== Passage for review ==

Surface parking costs about $2000 a space. These spaces cost $50,000 each. And if they decide to build under the Peace Plaza or the Police Station they could be as much as $65,000 each.

You might also want to check out the geological report that is on the City website. The experts point out that constructing on the Mirror Pond site is going to be difficult and expensive. It is largely fill. They will need to take extra measures to shore up Commercial Street and to drive pilings down to bedrock. No one has done a seismic study of the area to know what will be needed to make sure that building will not slide into the creek in an earthquake.

Some of the issues are hard to talk about in great detail, because the City still has not done the basic studies needed to know what problems will arise.

However, one of our professionals did talk to engineers about removing the roof on the Atrium. Not going to be an easy task. There are super huge beams in the ceiling that are tied into the main building. Removing them would require very large cranes, vacating the entire building for the extended time needed to remove them and still they do not know if the structural integrity of the building would be compromised.

Perhaps just reinforcing them is a better way to go, or leaving them in place without the glass. Again, hard to know because the City has not done their homework yet.

Susann Kaltwasser said...

Regarding the Mirror Pond there are some great suggestions that people are coming up with to liven up the area. First, it was suggested that we need a 'Friends of Mirror Pond" group that will help to maintain and host activities. I did not know until recently that there is a huge group of model power boat enthusiasts who are looking for places to sail their boats. They would love to have a place close in to use. Now they have to go to Stats Lake in Keizer or even out of town. Not sure the area is big enough for the major rallies they host, but worth looking into.

I learned that one successful restaurant that used to be in the Library moved because it got too popular for the space. They had to move to a bigger place. Nice!

But I think that part of the issue is that the City controls who can use those spaces and they just have not promoted it. Did you know for example that in theory you can rent the Atrium and the Peace Plaza for a small fee?

The restaurant that used to be just off the atrium was used constantly by staff and people who came to meetings at City Hall when it was there. It wasn't fancy, but it was pretty convenient! Not sure why it is no longer used. Staff has to walk a long ways to get a lunch...or worse, get in their cars.

I see a lack of creative thinking and a preference for status quo with our City leadership. There is ample volunteers and entrepenureal energy that is being wasted...along with out money!

Susann Kaltwasser said...

In closing, I want to say that I appreciate your comments on the State Hospital redevelopment. I sure hope that in this process there is more work with the neighbors and the people who are likely to use the space than there was with the Civic Center plans. People who live there are the ones that have the most valuable insights. Too often the Entities think that they know best. But if you do not like a space, even if it is close by, you are not likely to use it.

Thanks for raising these issues up.

Curt said...

Susann is right. I live here and don't use these spaces, even though they are close by. Yes, the NESCA neighbors probably deserve deference and to get what they want.

But just speaking as a Salemite who is desperate for any lively urban space to take refuge from the soul crushing strippy, stroadiness of Salem--the NESCA recommendations are a huge disappointment. They are "highly supportive" of retaining "institutional uses" but "could possibly support a vibrant mix of housing". Park space on D is actually on of the better recommendations. Sounds pretty meh to me.

Oh well. There's always McMinnville.

Salem Breakfast on Bikes said...

updated with tweet on nutria at Mirror Pond!

===
== Extracted material ==

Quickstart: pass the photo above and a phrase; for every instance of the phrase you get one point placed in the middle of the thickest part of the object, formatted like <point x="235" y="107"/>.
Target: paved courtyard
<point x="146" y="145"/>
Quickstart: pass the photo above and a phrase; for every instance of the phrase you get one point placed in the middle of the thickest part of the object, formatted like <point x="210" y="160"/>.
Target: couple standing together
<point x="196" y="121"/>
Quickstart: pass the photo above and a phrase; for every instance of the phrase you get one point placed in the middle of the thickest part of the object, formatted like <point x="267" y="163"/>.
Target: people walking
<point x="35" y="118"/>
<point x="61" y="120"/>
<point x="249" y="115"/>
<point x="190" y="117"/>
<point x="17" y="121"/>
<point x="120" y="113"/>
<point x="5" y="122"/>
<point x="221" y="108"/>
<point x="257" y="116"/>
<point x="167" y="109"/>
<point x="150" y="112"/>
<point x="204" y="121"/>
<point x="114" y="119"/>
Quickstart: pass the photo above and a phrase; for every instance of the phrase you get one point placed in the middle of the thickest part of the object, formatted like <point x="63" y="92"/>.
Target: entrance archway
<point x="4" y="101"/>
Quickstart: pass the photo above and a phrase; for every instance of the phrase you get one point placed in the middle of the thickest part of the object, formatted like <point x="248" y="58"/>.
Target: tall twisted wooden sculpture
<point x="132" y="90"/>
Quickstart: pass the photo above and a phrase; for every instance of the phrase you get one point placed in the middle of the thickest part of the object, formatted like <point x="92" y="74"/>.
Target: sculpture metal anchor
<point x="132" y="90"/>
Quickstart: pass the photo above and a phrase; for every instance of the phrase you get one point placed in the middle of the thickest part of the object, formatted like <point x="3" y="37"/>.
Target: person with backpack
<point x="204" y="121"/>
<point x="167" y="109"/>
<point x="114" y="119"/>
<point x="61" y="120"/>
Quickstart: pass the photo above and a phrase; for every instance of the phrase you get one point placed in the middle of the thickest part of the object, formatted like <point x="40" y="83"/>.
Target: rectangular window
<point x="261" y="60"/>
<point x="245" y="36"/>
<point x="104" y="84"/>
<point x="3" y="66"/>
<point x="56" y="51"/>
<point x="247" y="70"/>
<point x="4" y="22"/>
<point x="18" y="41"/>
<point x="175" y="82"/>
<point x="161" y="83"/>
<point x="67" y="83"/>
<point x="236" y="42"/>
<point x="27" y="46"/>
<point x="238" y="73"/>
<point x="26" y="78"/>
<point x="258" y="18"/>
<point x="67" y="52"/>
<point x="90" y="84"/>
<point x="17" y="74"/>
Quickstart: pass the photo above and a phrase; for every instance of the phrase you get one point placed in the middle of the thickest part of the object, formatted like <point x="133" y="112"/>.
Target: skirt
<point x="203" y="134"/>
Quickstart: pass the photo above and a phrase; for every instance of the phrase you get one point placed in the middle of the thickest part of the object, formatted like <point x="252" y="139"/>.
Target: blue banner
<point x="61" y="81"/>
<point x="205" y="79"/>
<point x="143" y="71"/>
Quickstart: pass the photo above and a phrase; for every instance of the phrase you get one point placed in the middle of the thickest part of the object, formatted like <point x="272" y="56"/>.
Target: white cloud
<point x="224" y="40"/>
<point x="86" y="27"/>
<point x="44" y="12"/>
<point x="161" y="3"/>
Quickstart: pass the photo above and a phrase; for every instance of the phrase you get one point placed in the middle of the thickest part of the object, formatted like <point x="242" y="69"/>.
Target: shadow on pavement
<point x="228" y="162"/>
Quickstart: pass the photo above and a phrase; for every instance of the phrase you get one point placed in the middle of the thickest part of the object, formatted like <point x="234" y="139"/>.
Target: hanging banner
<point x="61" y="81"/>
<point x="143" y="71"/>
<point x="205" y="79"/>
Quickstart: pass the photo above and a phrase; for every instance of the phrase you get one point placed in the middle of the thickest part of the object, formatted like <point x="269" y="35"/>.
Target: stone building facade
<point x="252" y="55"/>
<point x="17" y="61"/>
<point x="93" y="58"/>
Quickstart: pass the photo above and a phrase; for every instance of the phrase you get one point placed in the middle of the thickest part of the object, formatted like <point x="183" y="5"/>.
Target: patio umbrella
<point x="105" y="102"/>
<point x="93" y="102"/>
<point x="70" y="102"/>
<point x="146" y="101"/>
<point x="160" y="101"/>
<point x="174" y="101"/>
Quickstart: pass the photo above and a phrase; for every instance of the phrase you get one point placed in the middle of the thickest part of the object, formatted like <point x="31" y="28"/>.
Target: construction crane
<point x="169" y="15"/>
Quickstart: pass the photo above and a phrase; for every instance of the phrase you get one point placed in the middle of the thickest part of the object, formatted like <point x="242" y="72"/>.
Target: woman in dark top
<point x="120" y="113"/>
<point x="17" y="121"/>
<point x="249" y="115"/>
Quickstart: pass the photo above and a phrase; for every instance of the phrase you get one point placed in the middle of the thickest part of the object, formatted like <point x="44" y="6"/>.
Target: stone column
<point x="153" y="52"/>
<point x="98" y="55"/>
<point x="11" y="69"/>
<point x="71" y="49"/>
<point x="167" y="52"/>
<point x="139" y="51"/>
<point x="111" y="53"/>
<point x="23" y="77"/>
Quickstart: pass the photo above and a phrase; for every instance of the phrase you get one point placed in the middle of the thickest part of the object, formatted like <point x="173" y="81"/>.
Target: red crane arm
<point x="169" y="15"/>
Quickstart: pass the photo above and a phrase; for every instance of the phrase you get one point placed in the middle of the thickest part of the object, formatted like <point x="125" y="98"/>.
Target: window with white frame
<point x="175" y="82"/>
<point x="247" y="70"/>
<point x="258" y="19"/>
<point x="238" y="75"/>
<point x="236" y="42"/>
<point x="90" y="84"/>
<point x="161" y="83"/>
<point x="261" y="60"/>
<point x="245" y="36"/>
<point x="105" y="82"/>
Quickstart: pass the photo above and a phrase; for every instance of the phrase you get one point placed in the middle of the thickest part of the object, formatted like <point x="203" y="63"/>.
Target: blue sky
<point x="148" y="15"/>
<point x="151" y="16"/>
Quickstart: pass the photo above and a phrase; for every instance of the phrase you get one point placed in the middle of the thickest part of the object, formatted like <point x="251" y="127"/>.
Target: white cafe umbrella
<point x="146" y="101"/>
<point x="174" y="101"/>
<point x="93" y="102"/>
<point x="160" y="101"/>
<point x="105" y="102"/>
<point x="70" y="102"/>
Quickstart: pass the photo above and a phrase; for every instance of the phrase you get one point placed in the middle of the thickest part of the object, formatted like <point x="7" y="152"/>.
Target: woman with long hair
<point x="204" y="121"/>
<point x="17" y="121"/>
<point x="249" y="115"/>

===
== Extracted material ==

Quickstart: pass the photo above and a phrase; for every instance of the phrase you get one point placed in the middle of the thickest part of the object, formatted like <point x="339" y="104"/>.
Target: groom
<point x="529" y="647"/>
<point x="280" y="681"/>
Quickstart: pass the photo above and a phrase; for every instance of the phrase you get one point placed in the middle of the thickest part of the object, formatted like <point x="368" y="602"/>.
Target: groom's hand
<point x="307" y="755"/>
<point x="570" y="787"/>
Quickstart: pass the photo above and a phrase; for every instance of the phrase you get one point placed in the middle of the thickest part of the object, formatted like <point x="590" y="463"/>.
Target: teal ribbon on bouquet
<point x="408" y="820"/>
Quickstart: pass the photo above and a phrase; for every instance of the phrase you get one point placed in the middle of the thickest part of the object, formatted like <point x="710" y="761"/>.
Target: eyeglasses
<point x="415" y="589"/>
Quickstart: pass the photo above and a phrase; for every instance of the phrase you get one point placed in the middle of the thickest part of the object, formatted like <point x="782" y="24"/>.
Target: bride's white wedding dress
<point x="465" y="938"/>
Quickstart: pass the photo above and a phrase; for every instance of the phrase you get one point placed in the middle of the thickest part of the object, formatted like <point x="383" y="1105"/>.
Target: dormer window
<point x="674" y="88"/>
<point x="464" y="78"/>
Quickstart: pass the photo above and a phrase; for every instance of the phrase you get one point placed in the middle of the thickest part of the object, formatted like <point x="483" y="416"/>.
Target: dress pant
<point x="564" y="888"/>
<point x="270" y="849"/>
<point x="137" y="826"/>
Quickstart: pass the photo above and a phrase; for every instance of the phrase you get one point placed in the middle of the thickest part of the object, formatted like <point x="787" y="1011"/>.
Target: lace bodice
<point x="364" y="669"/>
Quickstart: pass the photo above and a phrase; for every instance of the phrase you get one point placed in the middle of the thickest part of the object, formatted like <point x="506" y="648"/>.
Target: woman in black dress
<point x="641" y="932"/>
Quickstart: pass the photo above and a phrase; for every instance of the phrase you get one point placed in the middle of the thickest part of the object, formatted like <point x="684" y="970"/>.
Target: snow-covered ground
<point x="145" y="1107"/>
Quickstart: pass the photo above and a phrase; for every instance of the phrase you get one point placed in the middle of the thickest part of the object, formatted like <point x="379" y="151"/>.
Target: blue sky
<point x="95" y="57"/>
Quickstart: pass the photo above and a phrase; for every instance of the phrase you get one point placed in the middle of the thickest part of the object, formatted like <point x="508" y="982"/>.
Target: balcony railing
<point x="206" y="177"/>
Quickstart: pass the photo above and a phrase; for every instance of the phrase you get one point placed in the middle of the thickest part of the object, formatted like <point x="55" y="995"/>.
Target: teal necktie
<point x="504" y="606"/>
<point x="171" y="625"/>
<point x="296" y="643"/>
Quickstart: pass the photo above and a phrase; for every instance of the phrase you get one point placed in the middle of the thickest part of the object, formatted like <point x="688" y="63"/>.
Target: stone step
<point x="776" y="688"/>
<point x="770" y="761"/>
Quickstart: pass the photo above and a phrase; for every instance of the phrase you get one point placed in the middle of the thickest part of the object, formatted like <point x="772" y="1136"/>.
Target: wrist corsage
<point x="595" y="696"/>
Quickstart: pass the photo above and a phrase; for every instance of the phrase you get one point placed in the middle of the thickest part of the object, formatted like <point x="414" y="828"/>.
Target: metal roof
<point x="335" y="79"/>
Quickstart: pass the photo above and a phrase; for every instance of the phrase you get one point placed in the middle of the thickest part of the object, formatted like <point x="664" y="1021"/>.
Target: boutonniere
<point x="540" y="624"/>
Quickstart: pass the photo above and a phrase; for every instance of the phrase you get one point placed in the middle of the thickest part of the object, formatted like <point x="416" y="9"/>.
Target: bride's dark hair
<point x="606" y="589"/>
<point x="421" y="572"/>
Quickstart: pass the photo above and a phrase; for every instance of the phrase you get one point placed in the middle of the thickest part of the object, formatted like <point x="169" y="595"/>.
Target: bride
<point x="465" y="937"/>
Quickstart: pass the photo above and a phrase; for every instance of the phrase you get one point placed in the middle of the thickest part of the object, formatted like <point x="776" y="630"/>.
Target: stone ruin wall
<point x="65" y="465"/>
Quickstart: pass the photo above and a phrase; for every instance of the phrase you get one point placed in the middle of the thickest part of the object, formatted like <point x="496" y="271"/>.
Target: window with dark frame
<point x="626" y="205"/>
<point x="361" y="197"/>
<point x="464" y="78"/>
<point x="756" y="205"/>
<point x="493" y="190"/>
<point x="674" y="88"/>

===

■ Exercise goal
From the comment thread on Salem's civic spaces, copy out the passage that starts at the words "Thanks for raising" and ends with "pretty meh to me.". The items have nothing to do with the work here.

■ Answer below
Thanks for raising these issues up.

Curt said...

Susann is right. I live here and don't use these spaces, even though they are close by. Yes, the NESCA neighbors probably deserve deference and to get what they want.

But just speaking as a Salemite who is desperate for any lively urban space to take refuge from the soul crushing strippy, stroadiness of Salem--the NESCA recommendations are a huge disappointment. They are "highly supportive" of retaining "institutional uses" but "could possibly support a vibrant mix of housing". Park space on D is actually on of the better recommendations. Sounds pretty meh to me.